#### [WRITTEN TASKS]
• A. In the excerpt on early-stage startup fundraising, what is the typical total size of a pre-seed round?
• B. From the excerpt on early-stage startup fundraising, set down the part that opens with the words containing "It struck me" and closes with "lot of confusion.", word for word.

# START OF SOURCE EXCERPT

It struck me that a lot has changed about the fundraising landscape even in just the last three years.  So, I thought it might make sense to take a step back and talk about all the stages of early stage fundraising here in the Silicon Valley.

In early stage investing, at least in Silicon Valley, there are basically 4 stages: pre-seed, seed, post-seed (or pre-A), and series A.  In the “old days,” there were only seed and series A, and before that, only series A!  All of these changes have created a lot of confusion.

Here are my thoughts on these stages:

Pre-seed

This is really the old “seed.”  Very typically at this stage, little to no traction is needed, and investors are looking for lower valuations than seed investors for taking on extra risk by going in so early.  Another consideration here is that, in the minds of pre-seed investors (who are very often small funds and will be allocating most of their capital in the first round or two), valuation matters a lot more to them than a larger fund who might invest in you at this stage as an option for later. If a startup comes to me looking for a $3m effective pre-money valuation vs another company who comes to me looking for a $7m effective pre-money valuation, basically what is being suggested here is that the latter company has to have a 2x+ greater exit in order to be just as good of an opportunity as the former.  The outcomes of both companies are, of course, unknowable, but that is essentially what goes through the minds of investors who are looking at lots of companies with different valuations.

Also, to be clear, pre-seed doesn’t mean that one just thought up an idea yesterday and has done nothing.  There’s a lot of work to do to prepare to raise money at this pre-seed stage.  It could be building an early version of the product,  or getting your first set of customers, or even doing pre-sales or lead generation well before having a product.  In fintech or health, it could be in dealing with regulations or getting particular approvals even if you’re not able to launch.

Investors at this stage are very much conviction-investors, meaning they either bought into you and your thesis or they did not.  It’s very difficult to convince an investor at this stage to change his/her mind.  This is a bit of a crap shoot because even if a pre-seed investor has bought into you as an awesome operator, if he/she has not bought into your thesis, it will be difficult to land an investment.

These rounds are typically < $1m in total.

Seed

Today’s well-known seed investors may have previously invested at an earlier stage with smaller checks, but because many of these funds have now raised $100m+ funds, they are now writing much larger checks.  Typically this is $500k-$1m as a first check.  This means that they have to really believe in you and your business-thesis in order to pour that much capital into a business. As a result, this stage has created a fairly high traction bar.  It can be upwards of $10k-$20k per month or more!

# END OF SOURCE EXCERPT
# START OF GIVEN MATERIAL

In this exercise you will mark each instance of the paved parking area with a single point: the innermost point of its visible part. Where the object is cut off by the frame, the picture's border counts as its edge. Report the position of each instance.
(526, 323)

# END OF GIVEN MATERIAL

#### [RESPONSES BY TASK]
• A. Typically under $1m in total.

• B.
It struck me that a lot has changed about the fundraising landscape even in just the last three years.  So, I thought it might make sense to take a step back and talk about all the stages of early stage fundraising here in the Silicon Valley.

In early stage investing, at least in Silicon Valley, there are basically 4 stages: pre-seed, seed, post-seed (or pre-A), and series A.  In the “old days,” there were only seed and series A, and before that, only series A!  All of these changes have created a lot of confusion.